* [RECORD LIST]:

━━━━━━━━━━━━━━━━━━━━━━━━━━━━━━

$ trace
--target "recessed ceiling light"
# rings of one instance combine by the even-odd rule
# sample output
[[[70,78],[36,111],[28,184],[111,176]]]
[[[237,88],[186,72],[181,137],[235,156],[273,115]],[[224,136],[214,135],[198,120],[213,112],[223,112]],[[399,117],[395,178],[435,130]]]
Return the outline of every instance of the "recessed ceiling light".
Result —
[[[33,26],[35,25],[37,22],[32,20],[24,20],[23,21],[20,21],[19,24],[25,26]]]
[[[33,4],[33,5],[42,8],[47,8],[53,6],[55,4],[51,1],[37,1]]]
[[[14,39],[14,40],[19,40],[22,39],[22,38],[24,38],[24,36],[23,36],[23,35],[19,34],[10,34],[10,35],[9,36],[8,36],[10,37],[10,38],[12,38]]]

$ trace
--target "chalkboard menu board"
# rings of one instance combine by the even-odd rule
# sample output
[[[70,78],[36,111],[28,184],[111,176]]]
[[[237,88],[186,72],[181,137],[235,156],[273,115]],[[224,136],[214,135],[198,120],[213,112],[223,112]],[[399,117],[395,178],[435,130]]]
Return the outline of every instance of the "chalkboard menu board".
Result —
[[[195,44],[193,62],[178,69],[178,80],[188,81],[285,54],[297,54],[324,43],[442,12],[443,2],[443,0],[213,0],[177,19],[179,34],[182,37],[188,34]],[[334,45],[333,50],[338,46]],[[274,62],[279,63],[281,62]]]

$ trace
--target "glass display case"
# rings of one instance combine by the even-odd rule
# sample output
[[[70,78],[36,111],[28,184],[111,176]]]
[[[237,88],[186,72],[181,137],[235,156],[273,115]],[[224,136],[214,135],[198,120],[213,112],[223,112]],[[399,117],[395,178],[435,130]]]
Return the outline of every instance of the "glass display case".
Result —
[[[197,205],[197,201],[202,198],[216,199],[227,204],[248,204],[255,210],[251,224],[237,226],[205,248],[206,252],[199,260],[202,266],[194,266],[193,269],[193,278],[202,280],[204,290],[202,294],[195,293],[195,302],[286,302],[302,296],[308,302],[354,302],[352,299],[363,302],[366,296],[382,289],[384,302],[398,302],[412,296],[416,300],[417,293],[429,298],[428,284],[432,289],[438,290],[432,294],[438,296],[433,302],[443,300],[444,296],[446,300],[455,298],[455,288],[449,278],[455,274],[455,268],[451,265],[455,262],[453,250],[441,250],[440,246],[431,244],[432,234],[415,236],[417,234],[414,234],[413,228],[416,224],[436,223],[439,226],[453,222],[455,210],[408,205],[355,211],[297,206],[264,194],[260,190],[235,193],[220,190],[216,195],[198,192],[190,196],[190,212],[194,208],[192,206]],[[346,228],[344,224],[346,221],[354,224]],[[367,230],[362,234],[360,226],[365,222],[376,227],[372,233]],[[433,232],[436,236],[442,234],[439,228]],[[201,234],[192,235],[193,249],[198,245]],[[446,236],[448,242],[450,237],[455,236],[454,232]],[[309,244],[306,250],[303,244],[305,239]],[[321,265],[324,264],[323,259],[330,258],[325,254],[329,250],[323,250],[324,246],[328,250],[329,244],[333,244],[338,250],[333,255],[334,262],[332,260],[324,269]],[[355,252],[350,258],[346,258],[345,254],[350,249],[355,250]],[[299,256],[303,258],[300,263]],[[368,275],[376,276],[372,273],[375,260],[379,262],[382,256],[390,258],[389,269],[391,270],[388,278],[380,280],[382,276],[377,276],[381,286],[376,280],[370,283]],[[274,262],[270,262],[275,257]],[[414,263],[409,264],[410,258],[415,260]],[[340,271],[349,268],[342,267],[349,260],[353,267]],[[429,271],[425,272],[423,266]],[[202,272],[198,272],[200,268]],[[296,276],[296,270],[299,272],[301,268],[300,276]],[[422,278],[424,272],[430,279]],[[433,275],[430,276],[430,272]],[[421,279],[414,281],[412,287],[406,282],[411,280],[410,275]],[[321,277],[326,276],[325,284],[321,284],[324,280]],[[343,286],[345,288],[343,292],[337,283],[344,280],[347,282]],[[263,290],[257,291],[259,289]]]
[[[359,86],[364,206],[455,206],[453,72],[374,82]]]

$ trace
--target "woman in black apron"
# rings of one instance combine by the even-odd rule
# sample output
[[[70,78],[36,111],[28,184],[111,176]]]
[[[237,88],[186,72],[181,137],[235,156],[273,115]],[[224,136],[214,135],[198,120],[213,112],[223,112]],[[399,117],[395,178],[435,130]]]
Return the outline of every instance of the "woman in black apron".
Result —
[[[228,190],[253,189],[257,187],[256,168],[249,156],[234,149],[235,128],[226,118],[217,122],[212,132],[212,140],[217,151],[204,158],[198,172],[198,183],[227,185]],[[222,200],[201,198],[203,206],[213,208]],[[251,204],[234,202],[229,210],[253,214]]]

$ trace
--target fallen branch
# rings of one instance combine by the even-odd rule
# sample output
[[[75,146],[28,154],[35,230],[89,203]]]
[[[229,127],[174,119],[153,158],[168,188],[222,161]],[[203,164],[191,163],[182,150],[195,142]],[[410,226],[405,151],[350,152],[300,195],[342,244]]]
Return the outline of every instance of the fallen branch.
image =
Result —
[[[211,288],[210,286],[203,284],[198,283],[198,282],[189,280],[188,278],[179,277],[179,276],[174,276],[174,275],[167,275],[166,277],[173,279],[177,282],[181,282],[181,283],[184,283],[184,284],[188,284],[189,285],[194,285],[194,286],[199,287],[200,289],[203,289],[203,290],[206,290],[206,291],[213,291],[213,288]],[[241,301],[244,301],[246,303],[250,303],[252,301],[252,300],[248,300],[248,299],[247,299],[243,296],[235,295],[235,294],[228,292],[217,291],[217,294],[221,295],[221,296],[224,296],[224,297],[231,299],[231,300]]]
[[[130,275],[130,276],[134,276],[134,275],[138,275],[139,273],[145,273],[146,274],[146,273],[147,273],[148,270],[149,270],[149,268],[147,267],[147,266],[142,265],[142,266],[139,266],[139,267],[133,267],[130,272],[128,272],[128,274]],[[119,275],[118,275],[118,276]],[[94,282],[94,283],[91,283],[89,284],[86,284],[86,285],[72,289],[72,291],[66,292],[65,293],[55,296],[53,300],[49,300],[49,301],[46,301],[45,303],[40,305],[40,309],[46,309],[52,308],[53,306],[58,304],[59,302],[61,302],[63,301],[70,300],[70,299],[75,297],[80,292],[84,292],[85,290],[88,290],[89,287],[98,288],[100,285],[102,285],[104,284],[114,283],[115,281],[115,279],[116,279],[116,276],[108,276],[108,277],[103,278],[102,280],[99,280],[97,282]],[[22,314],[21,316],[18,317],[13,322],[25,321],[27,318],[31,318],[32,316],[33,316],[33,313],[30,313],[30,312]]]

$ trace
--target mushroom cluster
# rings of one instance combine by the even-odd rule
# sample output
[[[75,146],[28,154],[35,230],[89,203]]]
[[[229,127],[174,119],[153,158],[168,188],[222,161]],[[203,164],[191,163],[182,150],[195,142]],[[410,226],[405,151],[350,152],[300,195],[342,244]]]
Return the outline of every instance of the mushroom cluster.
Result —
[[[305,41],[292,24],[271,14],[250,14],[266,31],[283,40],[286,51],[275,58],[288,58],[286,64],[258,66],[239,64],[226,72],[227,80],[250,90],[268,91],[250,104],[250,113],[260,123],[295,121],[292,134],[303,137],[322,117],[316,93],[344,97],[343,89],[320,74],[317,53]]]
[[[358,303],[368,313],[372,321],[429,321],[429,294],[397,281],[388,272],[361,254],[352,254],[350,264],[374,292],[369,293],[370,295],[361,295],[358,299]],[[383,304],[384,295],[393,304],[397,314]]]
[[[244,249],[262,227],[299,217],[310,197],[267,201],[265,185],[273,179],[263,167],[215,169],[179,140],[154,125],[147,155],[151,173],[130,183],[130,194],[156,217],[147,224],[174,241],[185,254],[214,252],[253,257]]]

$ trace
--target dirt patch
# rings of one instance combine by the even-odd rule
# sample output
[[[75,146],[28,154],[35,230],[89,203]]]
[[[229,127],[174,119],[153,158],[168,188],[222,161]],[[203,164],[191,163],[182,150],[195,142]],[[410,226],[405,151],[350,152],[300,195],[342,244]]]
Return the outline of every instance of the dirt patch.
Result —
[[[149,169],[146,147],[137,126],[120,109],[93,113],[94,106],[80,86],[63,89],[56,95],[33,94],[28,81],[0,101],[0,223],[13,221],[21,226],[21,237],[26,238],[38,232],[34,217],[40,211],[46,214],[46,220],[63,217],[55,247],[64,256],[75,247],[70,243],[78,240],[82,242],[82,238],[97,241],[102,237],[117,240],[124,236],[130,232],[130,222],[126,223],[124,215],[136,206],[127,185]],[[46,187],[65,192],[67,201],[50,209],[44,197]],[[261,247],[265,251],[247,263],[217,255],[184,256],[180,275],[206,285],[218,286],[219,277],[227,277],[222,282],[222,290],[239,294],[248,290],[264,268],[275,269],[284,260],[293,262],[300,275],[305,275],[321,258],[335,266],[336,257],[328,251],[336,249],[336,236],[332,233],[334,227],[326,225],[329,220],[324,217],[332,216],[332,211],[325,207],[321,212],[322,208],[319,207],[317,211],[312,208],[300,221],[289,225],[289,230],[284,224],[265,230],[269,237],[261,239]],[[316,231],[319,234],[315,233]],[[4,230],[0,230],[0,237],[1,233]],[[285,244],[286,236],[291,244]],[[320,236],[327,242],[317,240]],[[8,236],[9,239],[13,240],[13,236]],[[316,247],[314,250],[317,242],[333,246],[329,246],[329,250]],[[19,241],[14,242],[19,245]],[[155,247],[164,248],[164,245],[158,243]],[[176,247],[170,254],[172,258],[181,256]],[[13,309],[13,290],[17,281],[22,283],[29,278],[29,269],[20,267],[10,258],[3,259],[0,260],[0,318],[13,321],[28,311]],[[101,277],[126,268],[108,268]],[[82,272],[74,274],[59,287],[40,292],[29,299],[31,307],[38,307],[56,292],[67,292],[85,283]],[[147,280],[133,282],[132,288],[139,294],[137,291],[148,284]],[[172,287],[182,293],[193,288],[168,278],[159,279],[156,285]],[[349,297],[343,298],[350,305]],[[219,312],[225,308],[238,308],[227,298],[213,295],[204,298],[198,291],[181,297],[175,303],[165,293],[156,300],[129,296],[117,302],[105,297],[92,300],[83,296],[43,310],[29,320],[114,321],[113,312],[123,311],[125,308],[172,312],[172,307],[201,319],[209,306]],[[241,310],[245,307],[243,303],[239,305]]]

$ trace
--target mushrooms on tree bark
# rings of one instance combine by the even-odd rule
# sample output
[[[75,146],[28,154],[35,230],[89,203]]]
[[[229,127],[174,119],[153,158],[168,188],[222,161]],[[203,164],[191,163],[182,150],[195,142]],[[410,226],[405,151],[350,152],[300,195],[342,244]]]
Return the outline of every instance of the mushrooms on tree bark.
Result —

━━━━━━━━━━━━━━━━━━━━━━━━━━━━━━

* [REQUEST]: Determine how many lines of the records contain the string "apron". Give only that number.

* [FINAL ANSWER]: 2